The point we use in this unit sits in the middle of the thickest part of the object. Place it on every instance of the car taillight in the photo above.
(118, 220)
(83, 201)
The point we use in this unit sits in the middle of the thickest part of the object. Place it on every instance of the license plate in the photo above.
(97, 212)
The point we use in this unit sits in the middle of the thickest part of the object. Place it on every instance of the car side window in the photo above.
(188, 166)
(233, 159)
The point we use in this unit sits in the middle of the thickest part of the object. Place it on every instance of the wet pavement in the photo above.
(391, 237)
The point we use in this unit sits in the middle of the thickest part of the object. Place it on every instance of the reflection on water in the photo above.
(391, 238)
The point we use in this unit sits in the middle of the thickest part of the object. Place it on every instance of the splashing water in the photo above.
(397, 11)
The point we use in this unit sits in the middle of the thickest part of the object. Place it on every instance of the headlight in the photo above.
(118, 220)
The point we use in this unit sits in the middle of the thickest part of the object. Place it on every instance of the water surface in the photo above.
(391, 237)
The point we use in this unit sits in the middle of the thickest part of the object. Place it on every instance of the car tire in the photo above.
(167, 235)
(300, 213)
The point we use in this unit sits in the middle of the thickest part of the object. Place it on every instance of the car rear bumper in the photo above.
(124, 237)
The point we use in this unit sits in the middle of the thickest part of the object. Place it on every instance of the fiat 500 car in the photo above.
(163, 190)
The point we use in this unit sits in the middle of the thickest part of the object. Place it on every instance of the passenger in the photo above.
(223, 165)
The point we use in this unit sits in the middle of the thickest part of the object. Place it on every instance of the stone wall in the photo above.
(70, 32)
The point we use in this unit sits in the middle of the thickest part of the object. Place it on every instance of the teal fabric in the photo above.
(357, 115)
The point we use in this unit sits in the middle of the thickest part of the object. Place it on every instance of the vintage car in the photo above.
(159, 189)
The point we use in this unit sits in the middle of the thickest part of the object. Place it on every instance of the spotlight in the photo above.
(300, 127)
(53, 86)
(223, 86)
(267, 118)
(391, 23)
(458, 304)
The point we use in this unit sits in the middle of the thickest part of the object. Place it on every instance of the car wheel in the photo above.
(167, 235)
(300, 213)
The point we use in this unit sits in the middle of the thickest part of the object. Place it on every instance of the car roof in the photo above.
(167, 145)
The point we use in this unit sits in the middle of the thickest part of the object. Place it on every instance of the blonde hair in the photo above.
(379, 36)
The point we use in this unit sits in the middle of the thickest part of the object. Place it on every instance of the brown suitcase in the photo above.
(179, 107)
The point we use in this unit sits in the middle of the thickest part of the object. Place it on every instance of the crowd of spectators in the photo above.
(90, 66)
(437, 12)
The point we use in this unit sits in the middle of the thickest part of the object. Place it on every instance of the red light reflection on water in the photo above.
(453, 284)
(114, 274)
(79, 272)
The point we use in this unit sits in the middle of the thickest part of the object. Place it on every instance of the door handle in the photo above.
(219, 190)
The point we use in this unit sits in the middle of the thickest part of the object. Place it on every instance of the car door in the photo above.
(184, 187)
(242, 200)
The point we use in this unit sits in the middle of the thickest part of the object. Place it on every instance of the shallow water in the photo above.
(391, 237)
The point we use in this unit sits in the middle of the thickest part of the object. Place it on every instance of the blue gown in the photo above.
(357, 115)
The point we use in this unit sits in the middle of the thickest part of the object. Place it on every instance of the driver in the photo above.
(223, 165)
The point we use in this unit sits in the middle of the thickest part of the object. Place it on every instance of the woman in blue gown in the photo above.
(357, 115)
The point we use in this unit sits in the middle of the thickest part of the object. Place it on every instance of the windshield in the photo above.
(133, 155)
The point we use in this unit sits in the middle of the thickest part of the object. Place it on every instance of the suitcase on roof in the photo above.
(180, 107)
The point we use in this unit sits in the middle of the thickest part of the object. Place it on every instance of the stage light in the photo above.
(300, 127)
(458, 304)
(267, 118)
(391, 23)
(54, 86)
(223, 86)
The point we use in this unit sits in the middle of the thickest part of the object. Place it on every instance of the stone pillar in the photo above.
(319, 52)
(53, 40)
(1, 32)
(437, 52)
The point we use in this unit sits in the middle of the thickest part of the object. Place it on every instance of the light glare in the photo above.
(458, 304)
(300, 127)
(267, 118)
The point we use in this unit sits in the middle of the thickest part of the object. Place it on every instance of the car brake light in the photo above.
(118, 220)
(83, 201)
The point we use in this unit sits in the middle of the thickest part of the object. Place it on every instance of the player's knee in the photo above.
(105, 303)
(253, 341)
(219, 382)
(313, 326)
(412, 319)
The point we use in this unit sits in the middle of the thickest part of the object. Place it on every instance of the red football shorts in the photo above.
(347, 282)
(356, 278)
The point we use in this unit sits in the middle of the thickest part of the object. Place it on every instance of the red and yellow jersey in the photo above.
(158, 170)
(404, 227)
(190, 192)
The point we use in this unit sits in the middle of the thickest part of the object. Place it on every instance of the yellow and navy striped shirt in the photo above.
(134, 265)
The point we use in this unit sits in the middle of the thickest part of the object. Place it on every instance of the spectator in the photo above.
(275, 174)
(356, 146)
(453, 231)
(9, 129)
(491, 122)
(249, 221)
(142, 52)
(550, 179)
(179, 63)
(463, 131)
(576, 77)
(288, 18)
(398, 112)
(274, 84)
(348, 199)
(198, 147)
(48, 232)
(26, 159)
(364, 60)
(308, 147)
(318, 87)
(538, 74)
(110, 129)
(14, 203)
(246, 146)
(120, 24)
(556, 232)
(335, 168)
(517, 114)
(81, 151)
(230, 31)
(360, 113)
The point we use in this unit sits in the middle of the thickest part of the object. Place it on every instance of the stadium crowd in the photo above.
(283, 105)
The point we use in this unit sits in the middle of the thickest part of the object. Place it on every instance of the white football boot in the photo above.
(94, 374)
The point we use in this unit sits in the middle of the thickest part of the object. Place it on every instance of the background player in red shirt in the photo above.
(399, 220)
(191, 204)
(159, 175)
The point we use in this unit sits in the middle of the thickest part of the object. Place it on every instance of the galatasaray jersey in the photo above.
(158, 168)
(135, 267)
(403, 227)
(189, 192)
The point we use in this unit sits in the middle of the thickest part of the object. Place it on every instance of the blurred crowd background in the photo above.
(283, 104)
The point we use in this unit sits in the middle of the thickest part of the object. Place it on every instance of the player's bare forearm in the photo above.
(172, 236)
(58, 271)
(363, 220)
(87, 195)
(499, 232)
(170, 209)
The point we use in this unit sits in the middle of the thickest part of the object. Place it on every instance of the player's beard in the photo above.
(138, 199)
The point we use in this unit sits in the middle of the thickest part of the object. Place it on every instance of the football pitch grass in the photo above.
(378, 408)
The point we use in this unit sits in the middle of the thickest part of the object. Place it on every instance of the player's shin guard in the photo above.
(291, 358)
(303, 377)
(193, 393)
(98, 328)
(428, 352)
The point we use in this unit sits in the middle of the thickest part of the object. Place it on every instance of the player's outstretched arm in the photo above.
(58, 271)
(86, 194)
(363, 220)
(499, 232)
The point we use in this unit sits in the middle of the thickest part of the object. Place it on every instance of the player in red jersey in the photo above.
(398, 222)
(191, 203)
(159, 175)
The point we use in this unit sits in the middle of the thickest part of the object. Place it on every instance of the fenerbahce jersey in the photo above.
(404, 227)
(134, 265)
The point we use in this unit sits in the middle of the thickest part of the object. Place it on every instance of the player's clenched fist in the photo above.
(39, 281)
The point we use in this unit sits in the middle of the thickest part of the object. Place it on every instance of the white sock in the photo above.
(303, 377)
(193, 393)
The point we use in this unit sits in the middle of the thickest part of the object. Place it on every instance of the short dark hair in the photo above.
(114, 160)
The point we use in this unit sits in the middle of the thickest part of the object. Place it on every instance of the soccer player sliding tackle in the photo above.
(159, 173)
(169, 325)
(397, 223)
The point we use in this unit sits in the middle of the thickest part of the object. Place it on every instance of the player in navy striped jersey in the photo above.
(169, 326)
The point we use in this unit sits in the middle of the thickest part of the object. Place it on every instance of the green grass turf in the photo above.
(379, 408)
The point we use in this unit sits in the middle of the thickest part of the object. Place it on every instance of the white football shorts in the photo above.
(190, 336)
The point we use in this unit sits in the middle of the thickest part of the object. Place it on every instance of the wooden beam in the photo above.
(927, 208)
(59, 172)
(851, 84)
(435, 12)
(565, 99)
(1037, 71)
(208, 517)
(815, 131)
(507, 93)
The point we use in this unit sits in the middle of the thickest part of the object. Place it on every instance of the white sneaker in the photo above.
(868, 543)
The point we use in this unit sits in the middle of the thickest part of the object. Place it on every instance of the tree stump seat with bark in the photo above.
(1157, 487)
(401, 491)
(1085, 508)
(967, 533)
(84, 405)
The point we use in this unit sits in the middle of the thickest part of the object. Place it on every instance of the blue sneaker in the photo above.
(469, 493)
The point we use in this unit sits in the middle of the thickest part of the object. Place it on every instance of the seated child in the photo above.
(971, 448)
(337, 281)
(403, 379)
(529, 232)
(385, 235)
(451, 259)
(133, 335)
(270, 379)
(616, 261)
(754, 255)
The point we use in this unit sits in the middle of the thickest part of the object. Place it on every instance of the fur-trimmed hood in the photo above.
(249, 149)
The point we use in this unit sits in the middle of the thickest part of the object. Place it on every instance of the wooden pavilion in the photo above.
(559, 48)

● ● ●

What you are asked to do.
Look for the line that contains "bark in the photo above." in the entries above. Set it down, along with all later lines, exactly as written.

Answer to the exercise.
The point we use in this unit sits in the middle of the thickest part of the object. Place it on every instance of the tree stump seat with bark in the photo above.
(1157, 487)
(401, 491)
(1085, 508)
(967, 533)
(84, 405)
The point we use in this unit sits in the middle of the thickest part of the object. Place it on every instance of the blue sneaker in the photo above.
(469, 493)
The point we use in this unit sits in the middle of the thickest part of the object. Place it on every instance of the seated child in the photo above.
(971, 448)
(337, 281)
(403, 379)
(529, 232)
(385, 235)
(451, 259)
(133, 335)
(270, 379)
(616, 261)
(754, 255)
The point we use in this unit sits in the middle of the thickest part of the object. Place it on every instance of the fur-trimmed hood in the photo above.
(249, 149)
The point we use in this unit sits in the middle of the thickest part of the object. Place it on every instance of the wooden pavilion in the photo above.
(559, 48)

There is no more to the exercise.